- _EXERCISE_
Return the stretch from the line with "For each instance of the front wheel, drop" through the line with "For each instance of the man's foot, drop" in the data below, character for character, skipping all pictures.

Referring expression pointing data

= Beginning of Section =

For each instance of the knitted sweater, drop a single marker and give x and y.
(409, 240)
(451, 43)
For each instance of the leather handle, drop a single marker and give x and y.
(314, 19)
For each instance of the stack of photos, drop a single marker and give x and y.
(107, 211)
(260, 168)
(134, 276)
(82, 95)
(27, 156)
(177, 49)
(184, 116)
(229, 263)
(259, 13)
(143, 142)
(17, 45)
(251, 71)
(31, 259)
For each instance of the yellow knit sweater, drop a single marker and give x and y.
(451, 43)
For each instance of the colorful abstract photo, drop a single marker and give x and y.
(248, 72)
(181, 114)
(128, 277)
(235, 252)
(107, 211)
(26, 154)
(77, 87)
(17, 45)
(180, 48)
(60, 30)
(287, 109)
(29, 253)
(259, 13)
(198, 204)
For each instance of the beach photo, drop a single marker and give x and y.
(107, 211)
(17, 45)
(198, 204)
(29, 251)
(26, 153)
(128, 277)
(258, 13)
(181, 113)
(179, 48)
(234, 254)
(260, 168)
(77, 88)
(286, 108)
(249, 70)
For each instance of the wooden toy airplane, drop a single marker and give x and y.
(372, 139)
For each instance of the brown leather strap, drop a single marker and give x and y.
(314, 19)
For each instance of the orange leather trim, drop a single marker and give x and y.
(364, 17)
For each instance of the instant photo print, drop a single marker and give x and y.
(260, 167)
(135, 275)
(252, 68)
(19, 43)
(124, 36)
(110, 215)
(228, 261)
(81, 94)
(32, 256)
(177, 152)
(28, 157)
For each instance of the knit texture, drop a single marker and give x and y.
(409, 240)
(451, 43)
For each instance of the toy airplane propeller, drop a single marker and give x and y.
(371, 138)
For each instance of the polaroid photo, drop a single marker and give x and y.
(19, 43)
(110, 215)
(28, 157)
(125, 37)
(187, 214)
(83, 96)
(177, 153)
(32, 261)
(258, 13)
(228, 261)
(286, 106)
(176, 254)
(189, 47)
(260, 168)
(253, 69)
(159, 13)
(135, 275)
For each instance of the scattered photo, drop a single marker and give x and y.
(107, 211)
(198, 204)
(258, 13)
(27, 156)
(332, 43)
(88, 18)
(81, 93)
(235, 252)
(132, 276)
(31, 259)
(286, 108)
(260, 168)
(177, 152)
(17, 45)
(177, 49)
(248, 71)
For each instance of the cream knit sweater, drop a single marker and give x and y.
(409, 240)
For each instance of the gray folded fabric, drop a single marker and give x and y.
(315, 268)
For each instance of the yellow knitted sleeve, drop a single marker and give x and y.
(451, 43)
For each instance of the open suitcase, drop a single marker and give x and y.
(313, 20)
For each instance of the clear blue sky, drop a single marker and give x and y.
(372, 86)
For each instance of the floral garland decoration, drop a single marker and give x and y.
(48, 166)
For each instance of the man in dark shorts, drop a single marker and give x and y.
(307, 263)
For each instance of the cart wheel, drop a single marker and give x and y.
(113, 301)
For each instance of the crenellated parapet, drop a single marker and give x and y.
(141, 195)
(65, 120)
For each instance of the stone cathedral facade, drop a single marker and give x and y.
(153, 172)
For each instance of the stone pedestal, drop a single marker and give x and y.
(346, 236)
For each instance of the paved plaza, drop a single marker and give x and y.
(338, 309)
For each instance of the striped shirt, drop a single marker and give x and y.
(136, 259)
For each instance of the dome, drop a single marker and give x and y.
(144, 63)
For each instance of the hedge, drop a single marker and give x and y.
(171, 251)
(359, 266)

= End of Section =
= Beginning of Section =

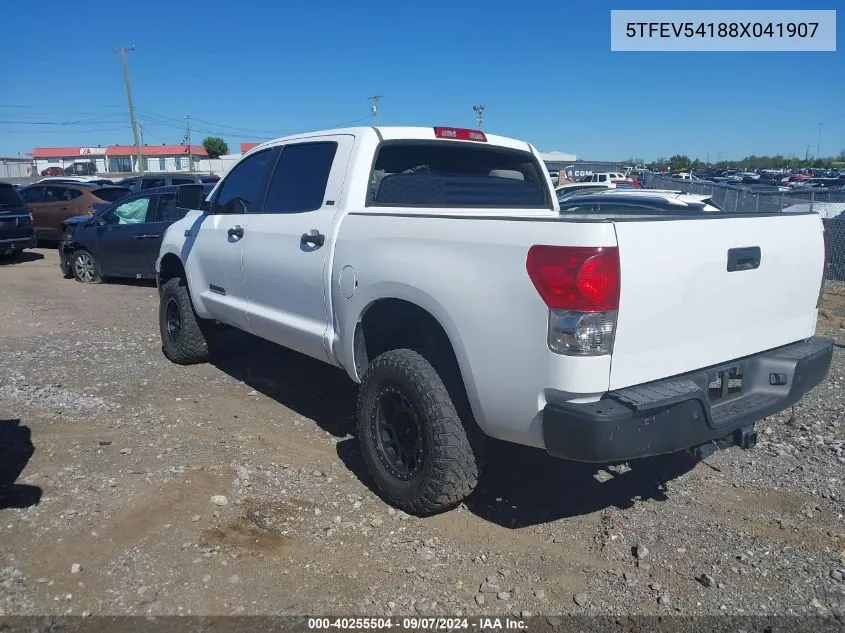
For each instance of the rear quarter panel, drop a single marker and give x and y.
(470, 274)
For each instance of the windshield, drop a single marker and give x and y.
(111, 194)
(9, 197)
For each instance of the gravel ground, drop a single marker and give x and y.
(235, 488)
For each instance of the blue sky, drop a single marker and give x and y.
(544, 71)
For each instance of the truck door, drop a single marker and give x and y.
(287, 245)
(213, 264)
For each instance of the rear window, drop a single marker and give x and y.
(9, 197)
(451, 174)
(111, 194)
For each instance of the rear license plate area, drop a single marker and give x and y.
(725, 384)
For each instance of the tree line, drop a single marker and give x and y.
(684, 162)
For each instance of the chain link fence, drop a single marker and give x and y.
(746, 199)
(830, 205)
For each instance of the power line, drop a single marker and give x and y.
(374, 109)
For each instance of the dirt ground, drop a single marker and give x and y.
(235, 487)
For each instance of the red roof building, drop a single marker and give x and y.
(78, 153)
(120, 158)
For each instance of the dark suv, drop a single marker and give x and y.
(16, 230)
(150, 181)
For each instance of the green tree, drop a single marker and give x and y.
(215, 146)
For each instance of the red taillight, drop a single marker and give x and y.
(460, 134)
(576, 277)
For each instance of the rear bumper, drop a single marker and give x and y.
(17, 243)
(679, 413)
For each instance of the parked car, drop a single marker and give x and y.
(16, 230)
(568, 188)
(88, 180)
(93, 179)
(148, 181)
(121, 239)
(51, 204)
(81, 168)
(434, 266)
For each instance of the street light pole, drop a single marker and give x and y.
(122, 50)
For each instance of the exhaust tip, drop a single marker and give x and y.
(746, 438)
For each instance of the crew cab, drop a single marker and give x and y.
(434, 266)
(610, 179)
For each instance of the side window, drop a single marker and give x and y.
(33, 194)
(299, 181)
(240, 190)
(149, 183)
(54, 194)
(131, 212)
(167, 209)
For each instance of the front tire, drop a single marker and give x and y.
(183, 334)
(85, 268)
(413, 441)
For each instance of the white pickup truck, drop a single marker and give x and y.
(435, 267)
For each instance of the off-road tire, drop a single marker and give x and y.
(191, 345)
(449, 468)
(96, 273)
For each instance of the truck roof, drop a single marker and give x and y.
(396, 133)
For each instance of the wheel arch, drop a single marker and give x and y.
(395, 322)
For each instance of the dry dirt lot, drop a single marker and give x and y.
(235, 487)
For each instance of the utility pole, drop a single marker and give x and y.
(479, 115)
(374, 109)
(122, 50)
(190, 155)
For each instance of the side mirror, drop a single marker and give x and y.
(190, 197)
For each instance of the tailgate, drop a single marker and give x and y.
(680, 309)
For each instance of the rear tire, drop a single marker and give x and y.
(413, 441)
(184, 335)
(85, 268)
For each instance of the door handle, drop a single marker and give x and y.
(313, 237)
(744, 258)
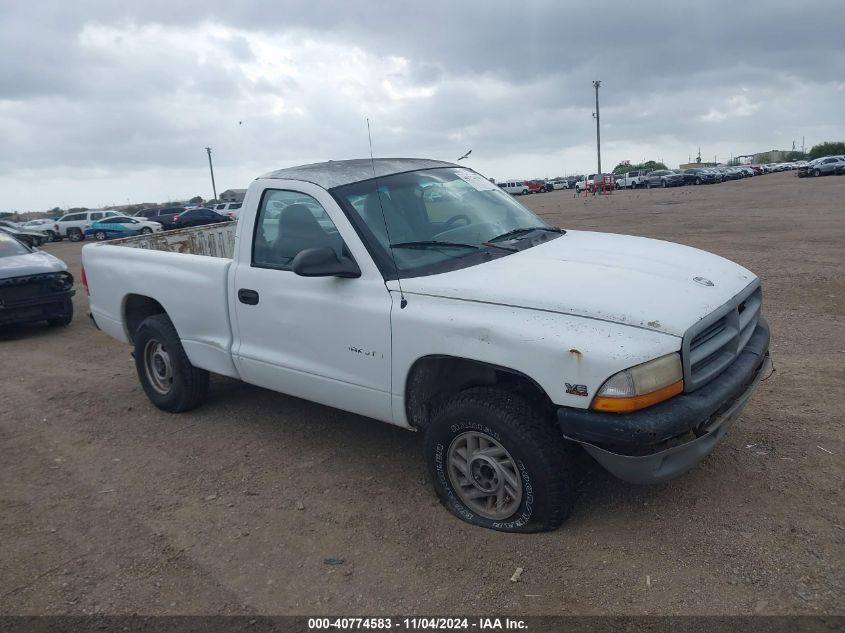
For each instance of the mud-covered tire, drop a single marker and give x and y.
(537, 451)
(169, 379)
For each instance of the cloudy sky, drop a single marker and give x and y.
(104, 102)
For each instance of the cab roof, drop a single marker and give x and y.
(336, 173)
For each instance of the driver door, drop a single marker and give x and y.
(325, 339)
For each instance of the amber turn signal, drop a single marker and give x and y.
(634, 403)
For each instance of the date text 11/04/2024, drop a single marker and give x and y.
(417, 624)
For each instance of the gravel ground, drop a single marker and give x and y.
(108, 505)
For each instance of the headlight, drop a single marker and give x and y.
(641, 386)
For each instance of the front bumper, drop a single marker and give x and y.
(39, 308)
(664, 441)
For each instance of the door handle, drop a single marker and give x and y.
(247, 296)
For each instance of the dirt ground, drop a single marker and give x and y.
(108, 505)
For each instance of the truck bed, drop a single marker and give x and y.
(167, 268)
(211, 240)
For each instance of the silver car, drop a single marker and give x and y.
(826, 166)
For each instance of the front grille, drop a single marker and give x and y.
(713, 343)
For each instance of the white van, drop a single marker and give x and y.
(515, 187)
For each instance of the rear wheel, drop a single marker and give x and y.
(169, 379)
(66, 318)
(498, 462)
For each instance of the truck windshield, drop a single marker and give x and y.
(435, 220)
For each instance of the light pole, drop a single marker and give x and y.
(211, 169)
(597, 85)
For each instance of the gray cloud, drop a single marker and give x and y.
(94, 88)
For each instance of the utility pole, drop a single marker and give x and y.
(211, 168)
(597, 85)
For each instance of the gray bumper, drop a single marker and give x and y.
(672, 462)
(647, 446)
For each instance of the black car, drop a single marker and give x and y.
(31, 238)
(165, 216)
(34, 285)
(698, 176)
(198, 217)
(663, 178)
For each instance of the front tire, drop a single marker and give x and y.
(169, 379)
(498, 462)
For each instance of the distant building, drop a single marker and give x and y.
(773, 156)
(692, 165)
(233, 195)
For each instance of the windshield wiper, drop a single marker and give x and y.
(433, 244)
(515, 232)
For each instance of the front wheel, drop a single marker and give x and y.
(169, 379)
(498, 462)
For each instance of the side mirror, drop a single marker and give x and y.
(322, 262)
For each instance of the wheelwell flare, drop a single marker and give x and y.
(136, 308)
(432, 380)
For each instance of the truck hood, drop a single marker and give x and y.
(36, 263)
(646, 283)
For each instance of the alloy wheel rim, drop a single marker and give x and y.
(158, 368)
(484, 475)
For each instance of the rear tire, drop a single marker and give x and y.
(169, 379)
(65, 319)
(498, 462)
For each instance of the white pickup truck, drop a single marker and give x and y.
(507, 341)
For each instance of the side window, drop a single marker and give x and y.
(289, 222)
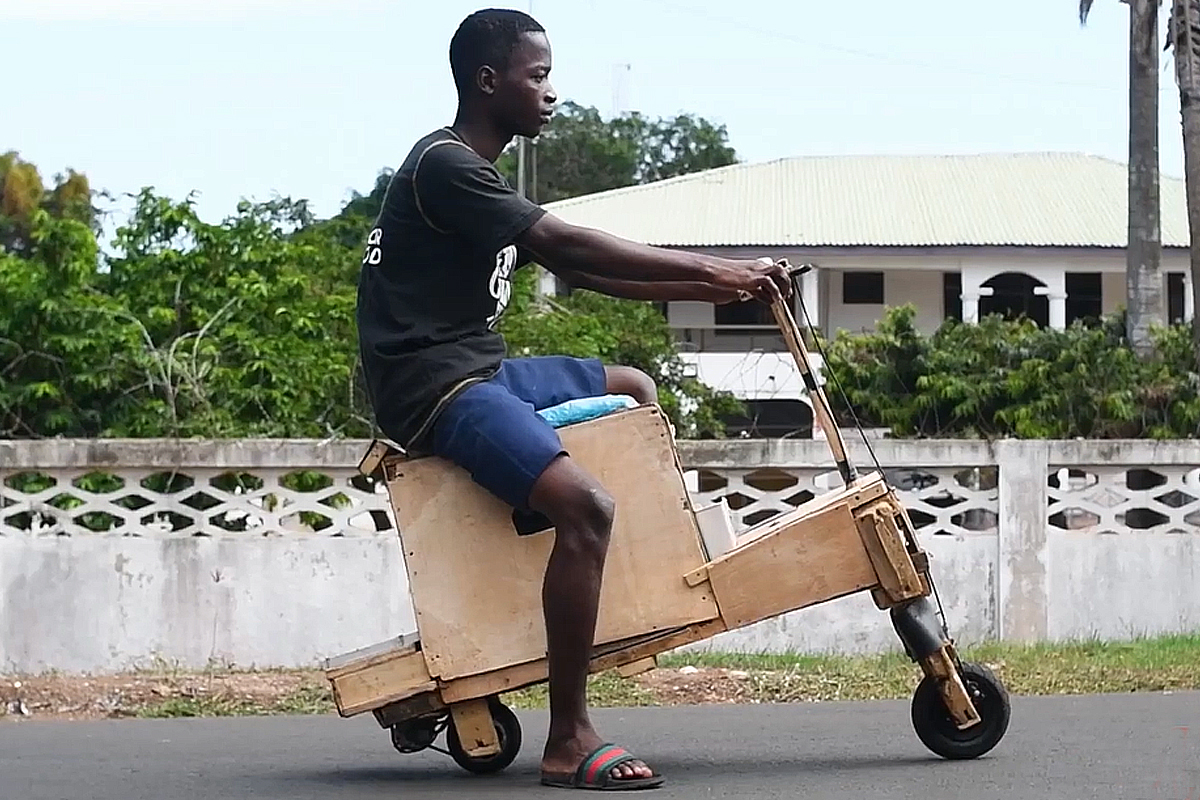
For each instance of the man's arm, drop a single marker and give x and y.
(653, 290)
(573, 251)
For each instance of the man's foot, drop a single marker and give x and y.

= End of Section =
= Beginning of Section =

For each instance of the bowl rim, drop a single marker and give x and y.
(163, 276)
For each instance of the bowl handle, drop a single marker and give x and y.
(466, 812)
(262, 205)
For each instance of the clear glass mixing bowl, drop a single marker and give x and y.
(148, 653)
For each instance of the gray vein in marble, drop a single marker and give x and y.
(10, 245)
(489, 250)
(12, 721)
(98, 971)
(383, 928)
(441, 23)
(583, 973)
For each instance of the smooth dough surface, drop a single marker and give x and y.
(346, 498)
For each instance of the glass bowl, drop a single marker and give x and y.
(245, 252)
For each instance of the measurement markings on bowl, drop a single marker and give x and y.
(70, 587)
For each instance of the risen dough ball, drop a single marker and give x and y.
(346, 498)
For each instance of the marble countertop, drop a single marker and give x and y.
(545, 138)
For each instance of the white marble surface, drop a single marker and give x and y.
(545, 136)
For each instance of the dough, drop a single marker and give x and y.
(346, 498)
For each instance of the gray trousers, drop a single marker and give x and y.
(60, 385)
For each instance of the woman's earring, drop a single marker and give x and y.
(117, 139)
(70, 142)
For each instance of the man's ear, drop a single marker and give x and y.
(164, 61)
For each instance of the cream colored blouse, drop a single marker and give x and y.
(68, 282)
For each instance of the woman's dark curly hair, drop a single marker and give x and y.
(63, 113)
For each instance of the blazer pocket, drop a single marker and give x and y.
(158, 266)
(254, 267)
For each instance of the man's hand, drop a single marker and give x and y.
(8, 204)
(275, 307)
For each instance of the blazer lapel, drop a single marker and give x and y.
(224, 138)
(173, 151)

= End of Section =

- _EXERCISE RESULT_
For each instance of the front wheel, drop a single marker and give x and y.
(169, 379)
(498, 462)
For each instance of the side mirror, drop a single marker and give x and y.
(322, 262)
For each instance of the wheelwell flare, drop a single marker and give x and y.
(136, 308)
(432, 380)
For each instance of the truck hood, drop a single marker and give x and y.
(36, 263)
(646, 283)
For each instance of the alloy wheel rim, drop a single marker and give x and y.
(158, 368)
(484, 475)
For each instance of the rear tire, drop a single marker and give x and y.
(169, 379)
(65, 319)
(498, 462)
For each instance of the white pickup truck, drop a single marker and give x and y.
(507, 341)
For each instance of the side window, drop a single marker and give x and y.
(289, 222)
For each instance of the man's arm, drop a single marker and give x and y.
(653, 290)
(573, 251)
For each instance of the man's foot, drop a single marker and give x and y.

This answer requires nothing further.